#### [Given records]
>>>>>
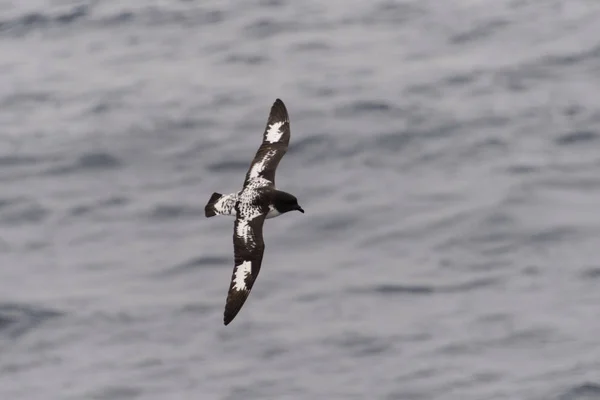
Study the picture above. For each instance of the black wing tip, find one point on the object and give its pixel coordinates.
(235, 301)
(279, 111)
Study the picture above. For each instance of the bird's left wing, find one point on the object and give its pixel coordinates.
(276, 139)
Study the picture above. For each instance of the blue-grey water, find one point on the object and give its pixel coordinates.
(447, 154)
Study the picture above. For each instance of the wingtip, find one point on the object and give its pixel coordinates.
(279, 111)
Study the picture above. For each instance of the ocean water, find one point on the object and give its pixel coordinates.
(447, 154)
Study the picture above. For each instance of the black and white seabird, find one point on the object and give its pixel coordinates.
(257, 201)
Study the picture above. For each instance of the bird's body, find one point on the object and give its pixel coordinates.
(258, 200)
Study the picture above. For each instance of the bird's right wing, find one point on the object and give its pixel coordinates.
(248, 248)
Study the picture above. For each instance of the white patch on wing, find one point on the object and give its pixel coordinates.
(226, 204)
(274, 132)
(241, 273)
(259, 166)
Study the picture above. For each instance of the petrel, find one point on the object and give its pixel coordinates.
(257, 201)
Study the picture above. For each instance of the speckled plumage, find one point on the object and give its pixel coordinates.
(257, 201)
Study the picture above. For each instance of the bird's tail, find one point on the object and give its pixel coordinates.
(209, 209)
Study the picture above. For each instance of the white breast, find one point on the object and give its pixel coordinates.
(272, 213)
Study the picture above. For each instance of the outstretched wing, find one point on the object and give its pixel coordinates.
(274, 145)
(248, 248)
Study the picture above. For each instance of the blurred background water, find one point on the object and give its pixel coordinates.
(447, 154)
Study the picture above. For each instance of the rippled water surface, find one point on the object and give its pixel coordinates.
(447, 154)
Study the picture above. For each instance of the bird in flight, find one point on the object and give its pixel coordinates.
(258, 200)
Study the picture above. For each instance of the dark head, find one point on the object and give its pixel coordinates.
(285, 202)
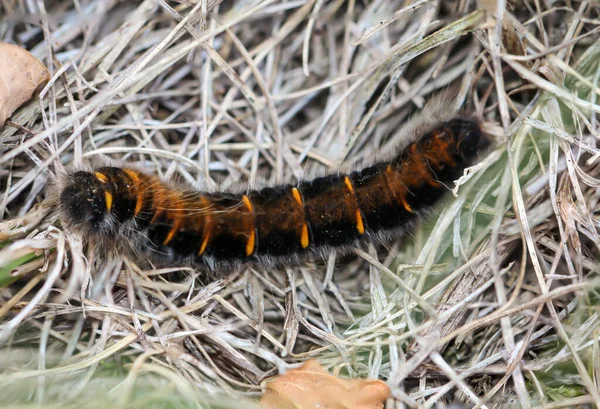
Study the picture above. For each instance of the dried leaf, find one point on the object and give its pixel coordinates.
(20, 75)
(311, 386)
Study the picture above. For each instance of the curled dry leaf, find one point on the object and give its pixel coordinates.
(311, 386)
(20, 75)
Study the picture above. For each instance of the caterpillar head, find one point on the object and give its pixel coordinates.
(83, 201)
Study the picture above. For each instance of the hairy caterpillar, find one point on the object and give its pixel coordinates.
(127, 208)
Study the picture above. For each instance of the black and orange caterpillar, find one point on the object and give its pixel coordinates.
(121, 205)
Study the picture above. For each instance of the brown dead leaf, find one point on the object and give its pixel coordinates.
(20, 75)
(311, 386)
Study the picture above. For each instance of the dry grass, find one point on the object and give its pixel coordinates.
(491, 300)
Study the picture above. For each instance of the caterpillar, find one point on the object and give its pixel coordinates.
<<<<<
#### [What you need to do]
The records above are to be restated word for word, with every picture left out.

#### [Answer to this problem]
Study the picture above. For each instance of the black wing tip, find one point on the object and give its pixel coordinates.
(235, 301)
(279, 111)
Study the picture above. For each instance of the bird's left wing, find one point on the object and give its pixel coordinates.
(276, 139)
Study the picture above. For each instance of the blue-grey water, find one point on the object and give its pixel coordinates.
(447, 154)
Study the picture above. For each instance of the wingtip, find one point on the object and give its pixel coordinates.
(279, 111)
Study the picture above. For each instance of the ocean water, find one point on the object and give its pixel coordinates.
(447, 154)
Study the picture above. For each instance of the black and white seabird, find one point on the object and give its pixel coordinates.
(257, 201)
Study the picture above. For each instance of the bird's body, find one point on the object and give its pixel coordinates.
(258, 200)
Study the picture above. For each instance of the bird's right wing, find one point on the object and give its pixel coordinates.
(248, 248)
Study the picture above. For each instance of the white patch on wing, find one point on the object and give its pixel coordinates.
(226, 204)
(274, 132)
(241, 273)
(259, 166)
Study the picture above. For each instance of the petrel, find one point on the object and give its pixel coordinates.
(257, 201)
Study the picture above. For each instance of the speckled plumage, find one point on the object and give its pixel coordinates.
(257, 201)
Study the picture above. For each instance of the bird's tail, find one point on the object and give its pixel coordinates.
(209, 209)
Study the picture above. For each instance of the white breast, find one point on the object and give its pixel coordinates.
(272, 213)
Study the picture above. For each instance of the outstretched wing, find one point on the object and give its pixel coordinates.
(274, 145)
(248, 248)
Study the picture above. For each instance of the blurred background water, find one point on the object and give its pixel coordinates.
(447, 154)
Study the picture above. For each instance of the rippled water surface, find one point on the object and give its pixel coordinates.
(447, 154)
Study the picture above. For each instance of the bird in flight, find one point on the object and give its pixel coordinates.
(258, 200)
Study the picture above. For each instance of the dark head, find one point on the object and give its pixel coordinates.
(285, 202)
Study the picture above. For each instance of the dried leaf, find one point on the object and give its pixel coordinates.
(20, 75)
(311, 386)
Study the picture above. For each instance of the curled dry leaf, find one point on the object and give its pixel coordinates.
(311, 386)
(20, 75)
Study the picture above. For each instance of the caterpillar head, find one point on the object and give its pixel coordinates.
(83, 201)
Study the picture above. For each instance of the hairy caterpillar, find one point on the object and give its pixel coordinates.
(127, 208)
Study the picture above. For each instance of the black and orange caterpillar, find one point on the object and give its pixel coordinates.
(121, 205)
Study the picture above. For each instance of the brown dead leaf, find one point on the object and give its pixel coordinates.
(20, 75)
(311, 386)
Study the picture above. For each instance of the dry grass, find one point on the object and give its pixel coordinates.
(491, 300)
Study the picture above. For each instance of the caterpillar, find one point on the object and give its pixel coordinates.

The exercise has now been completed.